_Extracted text:_
########################################

Lots of Masturbation, No Sex
I have been with my boyfriend for over 7 years. We are both in our early 30's. Over the past year or so, our sex life has all but died. For the first six years we had sex about 3-4 times per week. Now we have sex once a month, if I beg. His masturbation habits have gone the other way. He used to masturbate about 3-4 times per week and now he does it every day, sometimes more than once.
I tried talking to him about this problem a couple times, and he has admitted that “we don’t have sex very often” (try never). But, he becomes very angry when I ask him about maybe cutting back on masturbation so that he can save a little sex drive for me. He gets really self-protective and starts defending his right to use porn which I don’t care about. I have never had a problem with it in all the years we’ve been together. What I do have a problem with is that he seems to be very sexual, but never with me.
Since talking hasn’t worked, I tried changing other things. I lost about 10 lbs and I have worked harder on my appearance to try to be sexier. Thinking that maybe he was just more tired, I have tried offering blows jobs and hand jobs. He agrees to these more often than sex, but still no more than 2-3 times per month and he never has any enthusiasm for it. When we do have sex, it really seems like a chore for him. Getting him to climax seems to take forever (despite all my attempts to find positions he likes and to show him how much I enjoy it, how much I love him), though he has no difficulties getting/keeping an erection.

########################################

_Provided material:_
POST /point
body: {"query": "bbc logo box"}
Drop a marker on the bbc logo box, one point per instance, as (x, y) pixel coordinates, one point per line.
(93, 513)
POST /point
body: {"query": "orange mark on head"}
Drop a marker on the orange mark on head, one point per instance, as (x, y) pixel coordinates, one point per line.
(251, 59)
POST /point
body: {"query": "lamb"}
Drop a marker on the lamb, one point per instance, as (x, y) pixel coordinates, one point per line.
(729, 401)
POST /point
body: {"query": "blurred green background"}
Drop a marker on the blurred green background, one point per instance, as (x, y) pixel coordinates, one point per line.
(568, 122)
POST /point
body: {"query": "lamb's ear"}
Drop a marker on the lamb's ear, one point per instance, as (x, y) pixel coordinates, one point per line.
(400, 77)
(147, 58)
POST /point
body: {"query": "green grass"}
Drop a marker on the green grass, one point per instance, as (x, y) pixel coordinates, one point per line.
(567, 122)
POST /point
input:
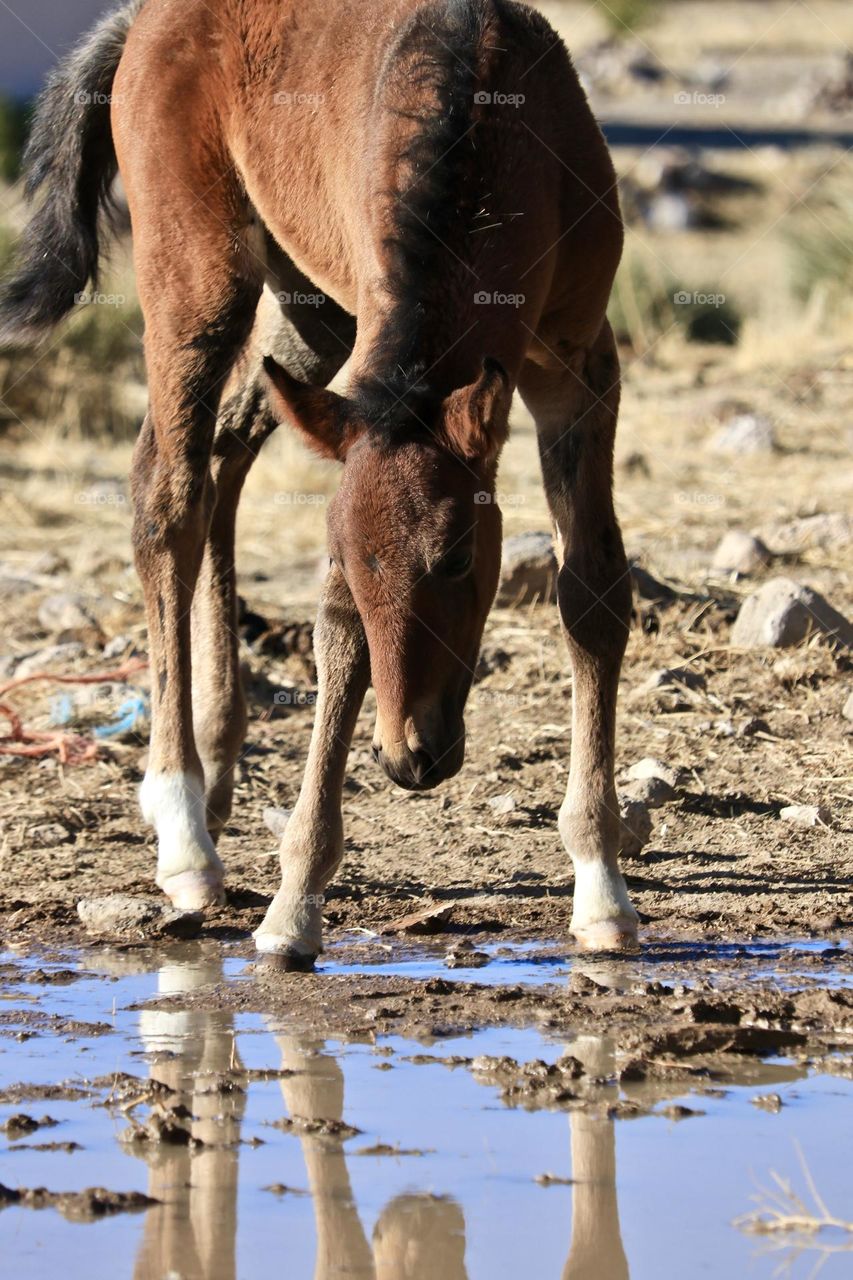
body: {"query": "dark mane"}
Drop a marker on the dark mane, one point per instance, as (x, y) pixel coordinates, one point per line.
(441, 53)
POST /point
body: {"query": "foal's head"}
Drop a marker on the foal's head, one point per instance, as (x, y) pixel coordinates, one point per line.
(416, 533)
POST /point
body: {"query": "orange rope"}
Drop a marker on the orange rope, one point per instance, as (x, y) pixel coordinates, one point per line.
(71, 748)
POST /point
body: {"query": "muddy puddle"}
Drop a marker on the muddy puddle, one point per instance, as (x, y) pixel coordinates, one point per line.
(229, 1144)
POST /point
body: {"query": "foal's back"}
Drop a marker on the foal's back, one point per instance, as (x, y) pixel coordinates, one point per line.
(308, 113)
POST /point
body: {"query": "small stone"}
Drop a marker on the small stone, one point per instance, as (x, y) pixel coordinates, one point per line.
(649, 588)
(277, 819)
(669, 677)
(829, 531)
(430, 919)
(49, 562)
(501, 804)
(652, 792)
(465, 958)
(12, 585)
(746, 433)
(119, 647)
(806, 814)
(753, 726)
(49, 833)
(528, 570)
(637, 824)
(771, 1102)
(783, 613)
(64, 612)
(652, 768)
(118, 913)
(740, 553)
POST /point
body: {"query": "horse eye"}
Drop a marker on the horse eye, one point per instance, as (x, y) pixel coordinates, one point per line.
(455, 565)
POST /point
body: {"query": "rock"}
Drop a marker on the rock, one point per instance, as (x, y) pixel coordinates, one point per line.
(829, 531)
(771, 1102)
(670, 211)
(756, 725)
(637, 824)
(118, 913)
(651, 768)
(746, 433)
(49, 833)
(50, 562)
(56, 657)
(492, 658)
(740, 553)
(667, 677)
(501, 804)
(648, 588)
(806, 814)
(783, 613)
(651, 791)
(277, 819)
(64, 612)
(430, 919)
(12, 585)
(121, 647)
(528, 570)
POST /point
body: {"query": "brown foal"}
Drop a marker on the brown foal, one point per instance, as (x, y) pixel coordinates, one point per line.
(433, 168)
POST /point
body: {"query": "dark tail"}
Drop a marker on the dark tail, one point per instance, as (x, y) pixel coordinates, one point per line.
(72, 160)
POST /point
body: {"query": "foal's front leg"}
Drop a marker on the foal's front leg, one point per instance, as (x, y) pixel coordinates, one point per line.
(313, 842)
(574, 403)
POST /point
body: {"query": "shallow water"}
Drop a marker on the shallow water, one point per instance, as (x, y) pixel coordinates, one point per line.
(651, 1197)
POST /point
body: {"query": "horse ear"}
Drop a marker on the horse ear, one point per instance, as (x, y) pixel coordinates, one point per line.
(319, 415)
(477, 416)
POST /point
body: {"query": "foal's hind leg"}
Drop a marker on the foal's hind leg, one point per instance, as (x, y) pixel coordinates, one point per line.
(218, 699)
(313, 842)
(574, 398)
(245, 424)
(196, 323)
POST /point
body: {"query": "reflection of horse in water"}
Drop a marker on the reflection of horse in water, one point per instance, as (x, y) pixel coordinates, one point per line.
(416, 1237)
(192, 1234)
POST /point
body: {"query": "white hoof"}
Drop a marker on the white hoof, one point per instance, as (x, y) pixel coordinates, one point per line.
(619, 935)
(603, 918)
(194, 890)
(283, 952)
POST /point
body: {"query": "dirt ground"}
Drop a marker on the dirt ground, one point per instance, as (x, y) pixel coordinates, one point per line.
(758, 730)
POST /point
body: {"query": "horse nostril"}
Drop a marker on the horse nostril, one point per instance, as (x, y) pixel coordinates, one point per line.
(422, 763)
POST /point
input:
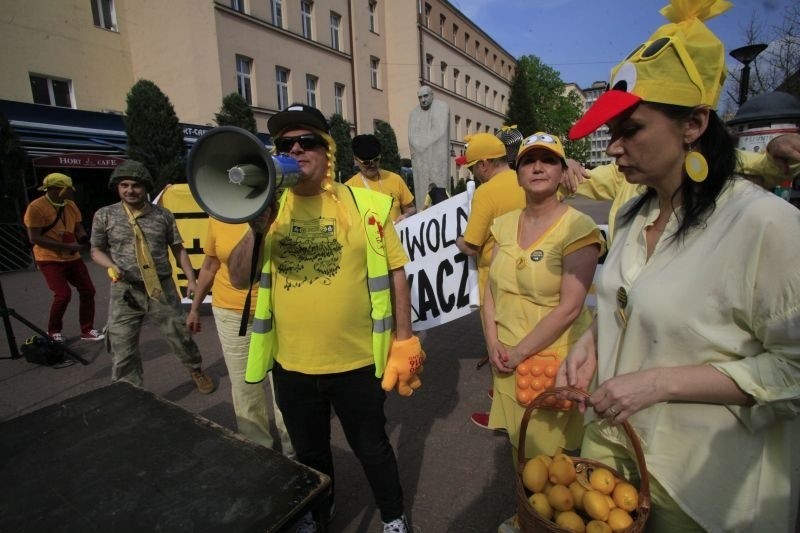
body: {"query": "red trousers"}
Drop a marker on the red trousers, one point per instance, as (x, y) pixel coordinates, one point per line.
(59, 276)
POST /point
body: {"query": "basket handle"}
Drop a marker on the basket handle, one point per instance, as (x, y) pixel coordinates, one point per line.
(629, 431)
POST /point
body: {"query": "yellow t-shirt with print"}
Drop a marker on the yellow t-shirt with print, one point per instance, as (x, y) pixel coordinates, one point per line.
(496, 197)
(221, 238)
(319, 283)
(388, 183)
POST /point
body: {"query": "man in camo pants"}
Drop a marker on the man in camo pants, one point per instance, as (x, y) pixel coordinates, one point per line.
(132, 239)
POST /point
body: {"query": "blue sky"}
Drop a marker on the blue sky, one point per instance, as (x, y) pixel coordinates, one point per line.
(584, 39)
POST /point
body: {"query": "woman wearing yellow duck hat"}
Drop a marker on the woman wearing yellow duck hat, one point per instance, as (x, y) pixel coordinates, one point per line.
(697, 338)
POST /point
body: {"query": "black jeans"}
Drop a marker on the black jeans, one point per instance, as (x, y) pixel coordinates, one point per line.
(357, 399)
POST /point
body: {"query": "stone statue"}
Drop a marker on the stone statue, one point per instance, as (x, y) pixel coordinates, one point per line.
(429, 140)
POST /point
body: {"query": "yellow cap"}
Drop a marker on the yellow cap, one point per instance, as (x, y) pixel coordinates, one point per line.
(544, 140)
(56, 179)
(482, 146)
(682, 63)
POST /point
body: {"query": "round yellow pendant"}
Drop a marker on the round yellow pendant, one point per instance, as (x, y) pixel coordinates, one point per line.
(696, 166)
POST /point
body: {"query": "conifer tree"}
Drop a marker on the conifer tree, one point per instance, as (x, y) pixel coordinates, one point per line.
(155, 137)
(390, 155)
(340, 131)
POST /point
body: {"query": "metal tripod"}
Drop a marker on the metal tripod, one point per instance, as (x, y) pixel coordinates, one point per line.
(7, 314)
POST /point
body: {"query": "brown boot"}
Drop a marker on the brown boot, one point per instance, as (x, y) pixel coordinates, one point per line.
(205, 385)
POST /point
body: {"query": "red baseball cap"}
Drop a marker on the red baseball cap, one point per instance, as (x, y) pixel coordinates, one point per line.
(610, 104)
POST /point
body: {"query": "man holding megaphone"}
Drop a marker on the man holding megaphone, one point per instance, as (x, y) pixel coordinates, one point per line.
(333, 312)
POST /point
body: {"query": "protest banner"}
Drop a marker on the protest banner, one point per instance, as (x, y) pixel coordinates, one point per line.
(443, 281)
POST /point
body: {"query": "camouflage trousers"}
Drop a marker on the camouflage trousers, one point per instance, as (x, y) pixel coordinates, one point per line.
(127, 310)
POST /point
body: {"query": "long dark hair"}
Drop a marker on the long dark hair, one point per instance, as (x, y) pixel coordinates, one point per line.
(699, 199)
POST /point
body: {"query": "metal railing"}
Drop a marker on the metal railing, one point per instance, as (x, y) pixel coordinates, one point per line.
(15, 250)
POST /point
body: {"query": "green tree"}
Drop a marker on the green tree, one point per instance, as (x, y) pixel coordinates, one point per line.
(236, 112)
(15, 167)
(340, 131)
(390, 155)
(540, 104)
(155, 137)
(520, 101)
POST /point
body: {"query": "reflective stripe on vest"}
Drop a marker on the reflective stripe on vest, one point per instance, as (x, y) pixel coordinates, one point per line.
(374, 209)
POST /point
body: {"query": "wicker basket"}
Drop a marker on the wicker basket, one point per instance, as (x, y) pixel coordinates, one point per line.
(529, 520)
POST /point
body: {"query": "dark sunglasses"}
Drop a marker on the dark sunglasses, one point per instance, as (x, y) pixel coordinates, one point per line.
(306, 142)
(369, 162)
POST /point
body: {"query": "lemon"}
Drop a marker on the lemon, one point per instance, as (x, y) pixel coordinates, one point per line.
(570, 520)
(560, 498)
(541, 505)
(534, 475)
(619, 520)
(602, 480)
(626, 496)
(577, 491)
(596, 526)
(595, 505)
(562, 472)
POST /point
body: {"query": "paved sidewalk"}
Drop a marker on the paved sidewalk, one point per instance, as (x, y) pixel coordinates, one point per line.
(456, 476)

########################################

_Apply what you read:_
a) Output the passage of the letter about the dwindling sex life from "Since talking hasn’t" to "getting/keeping an erection.", word for word.
b) Pick up the letter about the dwindling sex life where it stops and continue it.

_Task-by-task answers:_
a)
Since talking hasn’t worked, I tried changing other things. I lost about 10 lbs and I have worked harder on my appearance to try to be sexier. Thinking that maybe he was just more tired, I have tried offering blows jobs and hand jobs. He agrees to these more often than sex, but still no more than 2-3 times per month and he never has any enthusiasm for it. When we do have sex, it really seems like a chore for him. Getting him to climax seems to take forever (despite all my attempts to find positions he likes and to show him how much I enjoy it, how much I love him), though he has no difficulties getting/keeping an erection.

b)
I’ve read a bunch of other posts about similar topics so here’s some further info:
-Outside of the bedroom, our relationship is great. When we’re not at work, we spend most of our time together and love being in each other’s company. He says he loves me all the time and I say it just as much.
-We have had physicals within the last 6 months and are both healthy with no medical conditions that should interfere with our sex life.
-I do not think he has any kind of addiction to porn or masturbating. Also, he hasn’t been watching anything really bizarre or different. I know because we have always been very open about what we watch.
-There have been no major changes to our professional or personal lives recently or a year ago when things started changing.
So, what do you think is going on with him?